_What this task involves_
Repeat each of the items below word for word, leaving out the pictures.

_Data entries_
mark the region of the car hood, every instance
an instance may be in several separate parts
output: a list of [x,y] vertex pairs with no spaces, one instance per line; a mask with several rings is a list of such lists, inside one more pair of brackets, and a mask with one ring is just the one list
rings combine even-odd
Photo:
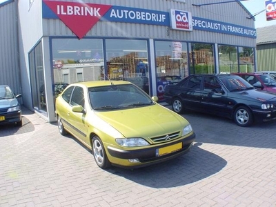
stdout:
[[188,124],[182,117],[159,104],[96,114],[126,137],[166,135]]
[[266,88],[264,88],[264,90],[267,90],[268,92],[276,93],[276,87],[268,86]]
[[241,95],[251,99],[261,99],[264,101],[276,101],[275,94],[264,90],[252,89],[238,92],[236,94]]
[[17,99],[0,99],[0,108],[6,108],[13,106],[17,106],[18,101]]

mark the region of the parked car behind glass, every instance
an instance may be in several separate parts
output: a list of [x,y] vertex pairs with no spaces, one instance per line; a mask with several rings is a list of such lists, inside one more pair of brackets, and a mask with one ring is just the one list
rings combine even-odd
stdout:
[[271,76],[276,81],[276,71],[258,71],[255,72],[258,74],[268,74]]
[[240,76],[255,88],[276,93],[276,80],[268,74],[234,73]]
[[58,128],[92,149],[97,164],[136,168],[187,152],[195,135],[181,116],[124,81],[69,85],[56,100]]
[[8,86],[0,86],[0,125],[15,124],[22,126],[21,110],[17,96]]
[[168,85],[164,98],[177,113],[195,110],[234,119],[240,126],[276,119],[276,96],[235,75],[193,75]]

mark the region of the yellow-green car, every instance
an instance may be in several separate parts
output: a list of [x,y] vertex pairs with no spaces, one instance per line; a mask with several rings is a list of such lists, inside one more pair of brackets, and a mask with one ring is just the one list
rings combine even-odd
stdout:
[[56,100],[58,128],[90,148],[101,168],[135,168],[187,152],[195,135],[189,122],[128,81],[69,85]]

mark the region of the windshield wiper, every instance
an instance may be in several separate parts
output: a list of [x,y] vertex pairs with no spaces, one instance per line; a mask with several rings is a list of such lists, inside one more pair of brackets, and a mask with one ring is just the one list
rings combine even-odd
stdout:
[[148,105],[152,105],[152,103],[141,103],[141,102],[137,102],[134,103],[132,104],[128,105],[128,106],[148,106]]
[[232,90],[230,90],[230,92],[239,91],[239,90],[246,90],[246,88],[240,88],[240,87],[239,87],[239,88],[236,88],[232,89]]
[[101,107],[97,107],[95,108],[95,110],[99,110],[99,109],[118,109],[118,108],[121,108],[121,107],[115,107],[113,106],[101,106]]

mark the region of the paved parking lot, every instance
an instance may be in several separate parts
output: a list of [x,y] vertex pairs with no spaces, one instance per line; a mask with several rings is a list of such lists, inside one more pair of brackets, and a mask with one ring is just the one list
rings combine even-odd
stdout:
[[21,128],[0,126],[0,206],[276,206],[276,121],[241,128],[184,116],[190,152],[134,170],[103,170],[56,124],[23,110]]

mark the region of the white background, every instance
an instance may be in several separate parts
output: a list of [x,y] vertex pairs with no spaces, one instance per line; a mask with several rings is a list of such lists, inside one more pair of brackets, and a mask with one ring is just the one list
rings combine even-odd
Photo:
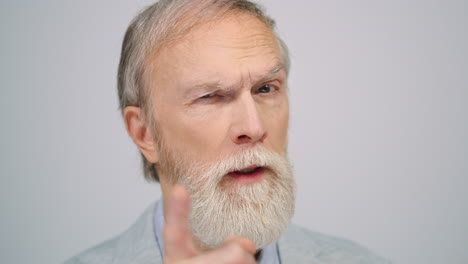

_Written response_
mark the region of the car hood, every instance
an instance may be in several separate parts
output: a list of [x,y] vertex pairs with no spaces, one instance per line; a mask with several rings is a list of such lists, inside one more pair of brackets, and a mask with one ring is just the one list
rings combine even-odd
Photo:
stdout:
[[188,124],[182,117],[159,104],[96,114],[126,137],[166,135]]
[[266,88],[264,88],[264,90],[267,90],[268,92],[276,93],[276,87],[268,86]]
[[241,95],[251,99],[261,99],[264,101],[276,101],[275,94],[264,90],[252,89],[238,92],[236,94]]
[[17,99],[0,99],[0,108],[6,108],[13,106],[17,106],[18,101]]

mark the region of the parked car behind glass, every instance
an instance may be in several separate parts
output: a list of [x,y] vertex pairs with no spaces, one instance per line; a mask with several rings is a list of such lists, inside one more pair of brackets, and a mask with one ring is just the one list
rings combine even-odd
stdout:
[[271,76],[276,81],[276,71],[258,71],[255,72],[258,74],[268,74]]
[[240,76],[255,88],[276,93],[276,80],[268,74],[234,73]]
[[58,128],[92,149],[97,164],[136,168],[187,152],[195,135],[181,116],[124,81],[69,85],[56,100]]
[[8,86],[0,86],[0,125],[15,124],[22,126],[21,110],[17,96]]
[[168,85],[164,98],[177,113],[195,110],[234,119],[240,126],[276,119],[276,96],[235,75],[193,75]]

mark the region of the yellow-green car, every instance
an instance may be in several separate parts
output: a list of [x,y] vertex pairs with no spaces, one instance per line; a mask with several rings is a list of such lists, inside one more pair of brackets, and a mask with one ring is just the one list
rings combine even-odd
stdout:
[[56,100],[58,128],[90,148],[101,168],[135,168],[187,152],[195,135],[189,122],[128,81],[69,85]]

mark the region of the windshield wiper, every instance
an instance may be in several separate parts
output: a list of [x,y] vertex pairs with no spaces, one instance per line; a mask with several rings is a list of such lists, inside one more pair of brackets, and a mask with one ring is just the one list
rings combine even-odd
stdout:
[[148,105],[152,105],[152,103],[141,103],[141,102],[137,102],[134,103],[132,104],[128,105],[128,106],[148,106]]
[[232,90],[230,90],[230,92],[239,91],[239,90],[246,90],[246,88],[240,88],[240,87],[239,87],[239,88],[236,88],[232,89]]
[[101,107],[97,107],[95,108],[95,110],[99,110],[99,109],[118,109],[118,108],[121,108],[121,107],[115,107],[113,106],[101,106]]

mark the region of the paved parking lot, every instance
an instance may be in several separate parts
output: a list of [x,y] vertex pairs with no spaces, one instance per line; a mask with several rings is a list of such lists, inside one more pair of brackets, and a mask with one ring is just the one list
rings combine even-odd
stdout:
[[21,128],[0,126],[0,206],[276,206],[276,121],[241,128],[184,116],[190,152],[134,170],[103,170],[56,124],[23,110]]

mark the region of the white background, every instance
an instance may be in several separate parts
output: a list of [x,y] vertex pairs with no spaces, one instance per line; a mask with several rings is a list of such lists, inside one more pair of brackets, and a mask with one ring is just the one list
rings combine even-odd
Photo:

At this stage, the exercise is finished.